• _WHAT THE EXERCISE ASKS_:
Copy out all of the material below line for line, changing nothing.

• _Location identification entries_:
━━━━━━

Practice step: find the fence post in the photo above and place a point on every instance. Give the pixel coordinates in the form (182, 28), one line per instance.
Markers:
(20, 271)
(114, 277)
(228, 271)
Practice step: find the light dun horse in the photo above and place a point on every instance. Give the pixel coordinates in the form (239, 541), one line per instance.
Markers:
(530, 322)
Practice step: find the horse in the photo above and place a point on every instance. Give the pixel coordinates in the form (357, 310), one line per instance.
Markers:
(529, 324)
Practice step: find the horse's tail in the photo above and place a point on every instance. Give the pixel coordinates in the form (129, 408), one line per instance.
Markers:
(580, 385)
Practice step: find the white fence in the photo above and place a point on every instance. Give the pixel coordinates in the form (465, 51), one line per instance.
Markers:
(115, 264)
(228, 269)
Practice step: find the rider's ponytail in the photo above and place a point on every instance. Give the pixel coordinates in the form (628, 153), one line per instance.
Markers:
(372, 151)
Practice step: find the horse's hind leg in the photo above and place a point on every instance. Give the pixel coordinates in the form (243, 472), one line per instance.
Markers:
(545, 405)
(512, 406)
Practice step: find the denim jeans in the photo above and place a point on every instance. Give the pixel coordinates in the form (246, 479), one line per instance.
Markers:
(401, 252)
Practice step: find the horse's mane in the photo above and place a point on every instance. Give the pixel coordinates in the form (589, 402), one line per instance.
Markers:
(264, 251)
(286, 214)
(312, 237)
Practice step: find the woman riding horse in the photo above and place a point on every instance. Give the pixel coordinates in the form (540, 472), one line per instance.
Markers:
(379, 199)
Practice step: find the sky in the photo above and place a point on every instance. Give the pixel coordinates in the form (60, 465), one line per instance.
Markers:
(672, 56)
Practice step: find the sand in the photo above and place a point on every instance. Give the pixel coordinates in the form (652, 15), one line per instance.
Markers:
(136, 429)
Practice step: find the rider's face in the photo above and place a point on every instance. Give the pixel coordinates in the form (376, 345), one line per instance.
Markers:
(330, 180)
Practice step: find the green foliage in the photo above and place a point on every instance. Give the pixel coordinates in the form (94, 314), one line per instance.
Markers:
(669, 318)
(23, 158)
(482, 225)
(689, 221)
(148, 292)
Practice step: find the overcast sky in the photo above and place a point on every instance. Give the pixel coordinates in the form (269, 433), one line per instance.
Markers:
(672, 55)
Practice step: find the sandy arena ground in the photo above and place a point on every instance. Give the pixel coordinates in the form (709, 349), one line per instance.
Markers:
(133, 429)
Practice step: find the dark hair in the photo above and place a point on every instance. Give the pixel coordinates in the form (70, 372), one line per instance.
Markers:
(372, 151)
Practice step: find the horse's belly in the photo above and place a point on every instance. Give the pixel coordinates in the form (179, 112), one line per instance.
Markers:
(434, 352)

━━━━━━

• _TASK OUTPUT_:
Practice step: find the fence post in the photo above and place a point on every instance. Give the pixel coordinates in the form (182, 28), one line per instance.
Markers:
(20, 271)
(114, 277)
(228, 271)
Practice step: find the light dun horse in the photo above and place a point on every instance. Give the pixel coordinates in the form (239, 541), one line per instance.
Markers:
(530, 322)
Practice step: find the horse in the photo above and place a point on every instance. Give the pixel coordinates in the form (357, 310), one line per instance.
Markers:
(529, 324)
Practice step: find the horse's tail in the photo above and place a point on every instance. Give the pixel coordinates in the form (129, 408), one line per instance.
Markers:
(580, 385)
Practice step: find the white fence in the photo above and place a point on every instance. Give the pixel coordinates in the form (465, 51), one line per instance.
Markers:
(115, 264)
(228, 269)
Practice step: find the rider's ponytail in the photo above and place a point on every instance. Give the pixel coordinates in the form (628, 153), one line per instance.
Markers:
(372, 151)
Practice step: find the horse's hind leg in the photo above and place a point on every instance. Give the pixel coordinates in the form (243, 472), one line per instance.
Markers:
(545, 405)
(512, 406)
Practice step: find the denim jeans in the photo above and place a point on every instance. Give the pixel coordinates in the form (246, 479), one line per instance.
Markers:
(401, 252)
Practice step: find the horse's mane in the photo above and place a point on every instance. Give the pixel coordinates in the form (589, 402), one line per instance.
Markers:
(264, 251)
(286, 214)
(312, 237)
Practice step: find the woman riding horse in the photo above and place a point on every instance. Give the pixel coordinates in the form (540, 472), one line per instance.
Markers:
(379, 199)
Practice step: find the sky in the photo above and place a point on every instance. Give the pixel coordinates in the form (60, 465), one line per instance.
Markers:
(672, 56)
Practice step: find the sand in the photo above and place a point on every instance. Give the pixel coordinates in the form (652, 15), one line per instance.
Markers:
(136, 429)
Practice step: find the rider's face in the photo above and place a point on every instance. Give the pixel coordinates in the form (376, 345), one line per instance.
Markers:
(330, 180)
Practice step: find the green foliage in the photo above and place a point on every instance. Give the pixel coordinates in the form (94, 314), one line per instance.
Markers:
(669, 318)
(23, 158)
(482, 225)
(689, 221)
(148, 292)
Practice step: find the overcast sky in the photo above and place a point on every instance. Give the pixel coordinates in the form (269, 433), one line per instance.
Markers:
(672, 55)
Practice step: find the sandy arena ground in the photo above and place a point on every instance. Give the pixel coordinates in the form (709, 349), one line per instance.
Markers:
(133, 429)
Practice step: find the dark hair in the photo above and place a point on every instance. Give the pixel coordinates in the form (70, 372), one line per instance.
Markers:
(372, 151)
Practice step: find the horse's belly in the photo above and place a point on every instance. Give the pixel coordinates in the form (179, 112), one line per instance.
Markers:
(434, 352)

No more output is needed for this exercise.